• [HOW TO COMPLETE THIS TASK] In the mental health passage, which intervention is called particularly inexpensive and cost-effective for reducing suicide rates?

• [DOCUMENT PASSAGE]
Suicide prevention is a global priority and included in the Sustainable Development
Goals. Much progress can be achieved by limiting access to means, responsible
media reporting, social and emotional learning for adolescents and early
intervention. Banning highly hazardous pesticides is a particularly inexpensive and
cost–effective intervention for reducing suicide rates.
Promoting child and adolescent mental health is another priority and can be
achieved by policies and laws that promote and protect mental health, supporting
caregivers to provide nurturing care, implementing school-based programmes and
improving the quality of community and online environments. School-based social
and emotional learning programmes are among the most effective promotion
strategies for countries at all income levels.
Promoting and protecting mental health at work is a growing area of interest and
can be supported through legislation and regulation, organizational strategies,
manager training and interventions for workers.
Mental health care and treatment
In the context of national efforts to strengthen mental health, it is vital to not only
protect and promote the mental well-being of all, but also to address the needs of
people with mental health conditions.
This should be done through community-based mental health care, which is more
accessible and acceptable than institutional care, helps prevent human rights
violations and delivers better recovery outcomes for people with mental health
conditions. Community-based mental health care should be provided through a
network of interrelated services that comprise:
 mental health services that are integrated in general health care, typically in
general hospitals and through task-sharing with non-specialist care providers
in primary health care;
 community mental health services that may involve community mental
health centers and teams, psychosocial rehabilitation, peer support services
and supported living services; and
 services that deliver mental health care in social services and non-health
settings, such as child protection, school health services, and prisons.

• [ENTRIES SUPPLIED]
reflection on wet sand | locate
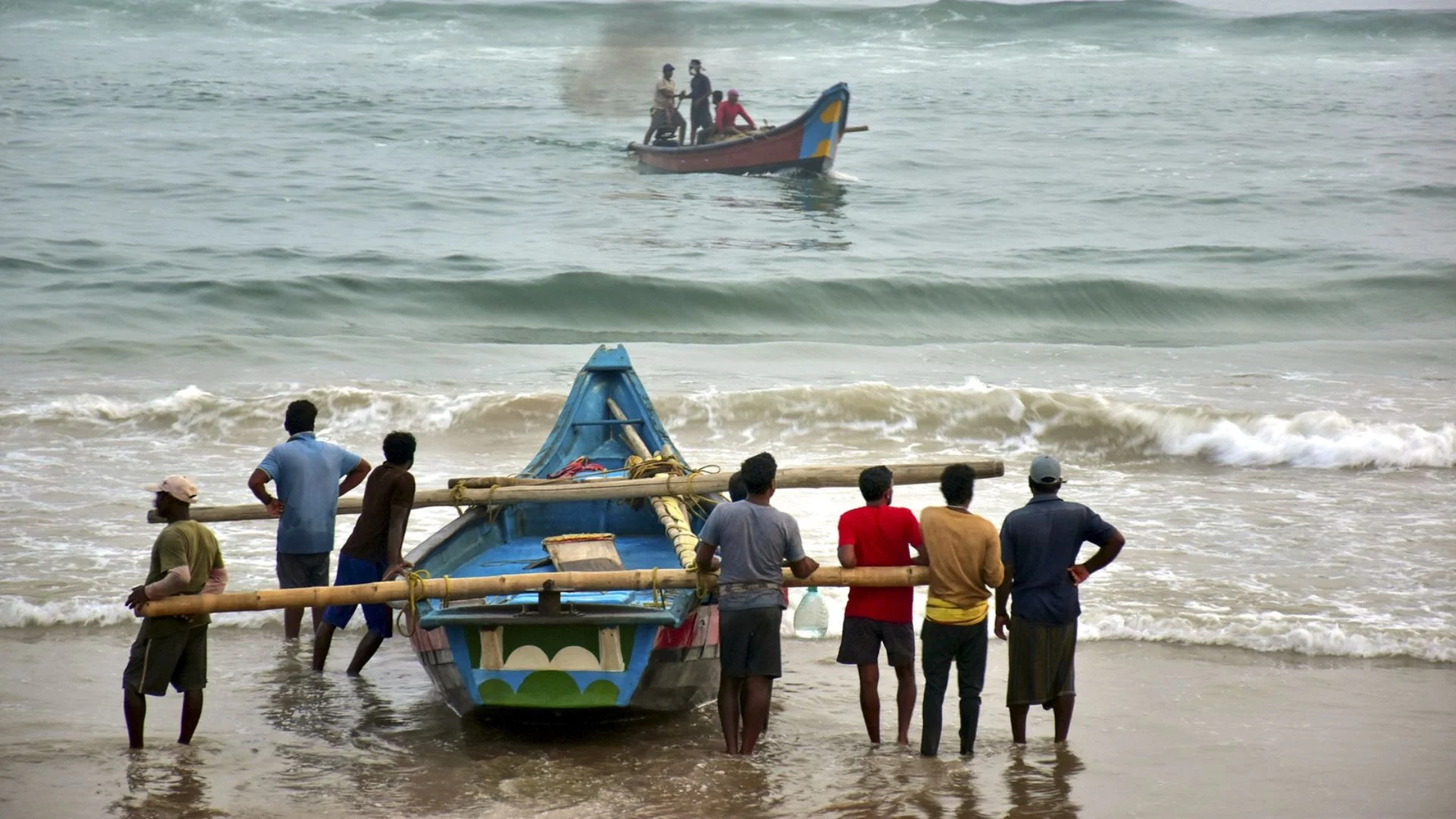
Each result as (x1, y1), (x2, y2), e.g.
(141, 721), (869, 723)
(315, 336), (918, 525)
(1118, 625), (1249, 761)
(1006, 746), (1086, 819)
(109, 746), (228, 819)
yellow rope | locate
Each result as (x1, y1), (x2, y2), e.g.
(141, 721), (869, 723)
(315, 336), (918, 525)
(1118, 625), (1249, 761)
(450, 481), (470, 516)
(394, 568), (429, 637)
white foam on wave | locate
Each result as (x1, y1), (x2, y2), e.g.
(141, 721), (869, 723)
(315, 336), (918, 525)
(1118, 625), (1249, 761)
(780, 588), (1456, 663)
(1078, 612), (1456, 663)
(0, 595), (282, 628)
(0, 379), (1456, 469)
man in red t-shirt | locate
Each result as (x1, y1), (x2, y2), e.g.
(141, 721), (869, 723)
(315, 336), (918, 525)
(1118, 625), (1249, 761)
(714, 89), (758, 134)
(839, 466), (927, 745)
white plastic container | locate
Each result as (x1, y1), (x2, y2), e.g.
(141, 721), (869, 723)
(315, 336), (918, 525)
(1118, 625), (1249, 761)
(793, 586), (828, 640)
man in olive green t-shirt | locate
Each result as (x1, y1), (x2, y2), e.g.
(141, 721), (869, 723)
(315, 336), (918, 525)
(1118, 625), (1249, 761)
(121, 475), (228, 748)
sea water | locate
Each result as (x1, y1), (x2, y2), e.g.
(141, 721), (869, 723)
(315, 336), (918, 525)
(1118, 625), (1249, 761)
(0, 0), (1456, 663)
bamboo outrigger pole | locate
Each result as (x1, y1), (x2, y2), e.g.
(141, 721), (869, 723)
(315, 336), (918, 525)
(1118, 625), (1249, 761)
(147, 459), (1005, 523)
(136, 566), (930, 617)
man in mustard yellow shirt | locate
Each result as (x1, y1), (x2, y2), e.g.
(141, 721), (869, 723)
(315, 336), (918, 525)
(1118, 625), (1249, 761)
(920, 463), (1002, 756)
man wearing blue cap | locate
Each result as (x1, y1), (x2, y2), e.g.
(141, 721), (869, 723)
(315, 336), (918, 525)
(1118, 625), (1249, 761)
(642, 63), (687, 144)
(996, 455), (1125, 743)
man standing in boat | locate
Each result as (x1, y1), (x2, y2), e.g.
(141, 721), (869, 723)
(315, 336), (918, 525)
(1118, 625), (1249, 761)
(313, 431), (415, 676)
(687, 60), (714, 144)
(839, 466), (926, 745)
(642, 63), (687, 146)
(698, 452), (818, 754)
(121, 475), (228, 748)
(247, 400), (370, 640)
(996, 455), (1125, 745)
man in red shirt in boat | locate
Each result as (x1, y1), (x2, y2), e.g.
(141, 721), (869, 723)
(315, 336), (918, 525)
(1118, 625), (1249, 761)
(715, 89), (758, 136)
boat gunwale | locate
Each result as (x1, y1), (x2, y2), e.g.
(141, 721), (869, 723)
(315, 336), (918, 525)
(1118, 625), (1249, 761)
(628, 83), (849, 156)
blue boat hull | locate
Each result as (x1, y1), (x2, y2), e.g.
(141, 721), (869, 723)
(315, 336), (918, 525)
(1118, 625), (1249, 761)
(410, 348), (719, 720)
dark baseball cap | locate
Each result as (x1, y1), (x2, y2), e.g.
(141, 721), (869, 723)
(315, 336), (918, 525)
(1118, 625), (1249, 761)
(1031, 455), (1062, 487)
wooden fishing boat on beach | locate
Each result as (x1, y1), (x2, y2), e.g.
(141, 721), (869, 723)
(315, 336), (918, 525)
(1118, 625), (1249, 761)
(410, 347), (719, 718)
(628, 83), (861, 174)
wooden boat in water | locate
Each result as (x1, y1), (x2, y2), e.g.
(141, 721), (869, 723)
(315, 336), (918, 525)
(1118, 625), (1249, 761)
(410, 347), (718, 718)
(628, 83), (849, 174)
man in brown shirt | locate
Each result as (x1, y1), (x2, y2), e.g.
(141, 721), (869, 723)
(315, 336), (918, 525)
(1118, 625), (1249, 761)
(313, 431), (415, 676)
(920, 463), (1003, 756)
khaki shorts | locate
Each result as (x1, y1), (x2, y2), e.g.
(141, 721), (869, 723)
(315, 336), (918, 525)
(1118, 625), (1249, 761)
(121, 625), (207, 697)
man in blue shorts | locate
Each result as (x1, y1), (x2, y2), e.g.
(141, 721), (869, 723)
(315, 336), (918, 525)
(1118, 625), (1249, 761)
(313, 433), (415, 676)
(698, 452), (818, 754)
(247, 400), (370, 640)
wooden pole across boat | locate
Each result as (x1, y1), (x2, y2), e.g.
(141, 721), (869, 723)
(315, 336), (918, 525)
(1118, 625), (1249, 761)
(147, 459), (1006, 523)
(136, 566), (930, 617)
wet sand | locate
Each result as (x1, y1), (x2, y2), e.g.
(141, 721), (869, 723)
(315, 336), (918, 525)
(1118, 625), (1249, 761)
(0, 628), (1456, 819)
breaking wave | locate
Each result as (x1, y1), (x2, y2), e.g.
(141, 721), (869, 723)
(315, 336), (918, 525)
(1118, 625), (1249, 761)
(11, 0), (1456, 42)
(0, 381), (1456, 469)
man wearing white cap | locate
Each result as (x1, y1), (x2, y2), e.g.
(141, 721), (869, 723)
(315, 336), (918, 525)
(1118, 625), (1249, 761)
(996, 455), (1125, 743)
(121, 475), (228, 748)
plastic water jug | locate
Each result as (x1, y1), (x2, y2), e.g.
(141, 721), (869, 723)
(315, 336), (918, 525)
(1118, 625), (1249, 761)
(793, 586), (828, 640)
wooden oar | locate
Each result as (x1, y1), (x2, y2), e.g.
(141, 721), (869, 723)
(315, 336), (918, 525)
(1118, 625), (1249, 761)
(147, 459), (1006, 523)
(136, 566), (930, 617)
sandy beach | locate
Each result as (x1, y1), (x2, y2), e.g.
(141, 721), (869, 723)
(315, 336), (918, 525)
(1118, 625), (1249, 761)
(0, 0), (1456, 819)
(0, 628), (1456, 819)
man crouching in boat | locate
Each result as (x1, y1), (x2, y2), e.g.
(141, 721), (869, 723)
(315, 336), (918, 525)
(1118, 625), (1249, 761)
(121, 475), (228, 748)
(313, 431), (415, 676)
(714, 89), (758, 136)
(642, 63), (687, 146)
(698, 452), (818, 754)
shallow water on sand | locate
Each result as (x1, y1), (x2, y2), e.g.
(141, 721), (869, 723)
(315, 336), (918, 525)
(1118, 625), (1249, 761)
(0, 0), (1456, 819)
(0, 628), (1456, 819)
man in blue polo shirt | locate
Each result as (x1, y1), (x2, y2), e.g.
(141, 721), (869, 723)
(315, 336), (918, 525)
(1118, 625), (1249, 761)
(996, 455), (1124, 743)
(247, 400), (370, 640)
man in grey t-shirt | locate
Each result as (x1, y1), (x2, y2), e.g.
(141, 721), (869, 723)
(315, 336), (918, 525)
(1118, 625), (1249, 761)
(698, 452), (818, 754)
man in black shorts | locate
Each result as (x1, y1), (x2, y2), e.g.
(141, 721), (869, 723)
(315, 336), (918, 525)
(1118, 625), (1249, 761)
(698, 452), (818, 754)
(839, 466), (926, 745)
(121, 475), (228, 748)
(687, 60), (714, 144)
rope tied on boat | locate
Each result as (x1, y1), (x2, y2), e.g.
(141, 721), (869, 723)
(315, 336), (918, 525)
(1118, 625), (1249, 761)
(394, 568), (429, 637)
(626, 449), (722, 517)
(450, 482), (500, 523)
(394, 568), (450, 637)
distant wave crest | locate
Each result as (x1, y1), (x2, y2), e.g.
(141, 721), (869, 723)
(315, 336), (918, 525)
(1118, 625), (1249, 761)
(0, 381), (1456, 469)
(10, 0), (1456, 42)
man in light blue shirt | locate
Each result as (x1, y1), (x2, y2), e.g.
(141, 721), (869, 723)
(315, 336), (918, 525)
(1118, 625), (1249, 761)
(247, 400), (370, 640)
(698, 452), (818, 754)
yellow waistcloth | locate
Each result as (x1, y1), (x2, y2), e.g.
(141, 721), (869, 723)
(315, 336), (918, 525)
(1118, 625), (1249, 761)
(924, 598), (990, 625)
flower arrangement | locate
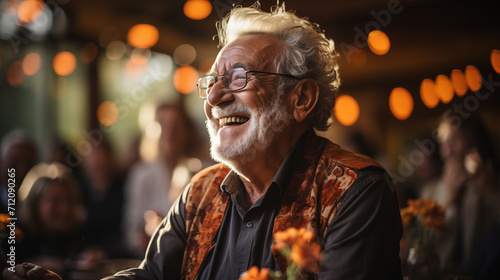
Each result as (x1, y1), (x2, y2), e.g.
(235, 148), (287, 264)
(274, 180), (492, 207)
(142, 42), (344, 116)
(240, 228), (322, 280)
(401, 198), (446, 243)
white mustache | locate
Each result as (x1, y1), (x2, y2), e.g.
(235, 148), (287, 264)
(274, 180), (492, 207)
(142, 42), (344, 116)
(212, 103), (252, 119)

• [EXERCISE SOLUTION] Banning highly hazardous pesticides.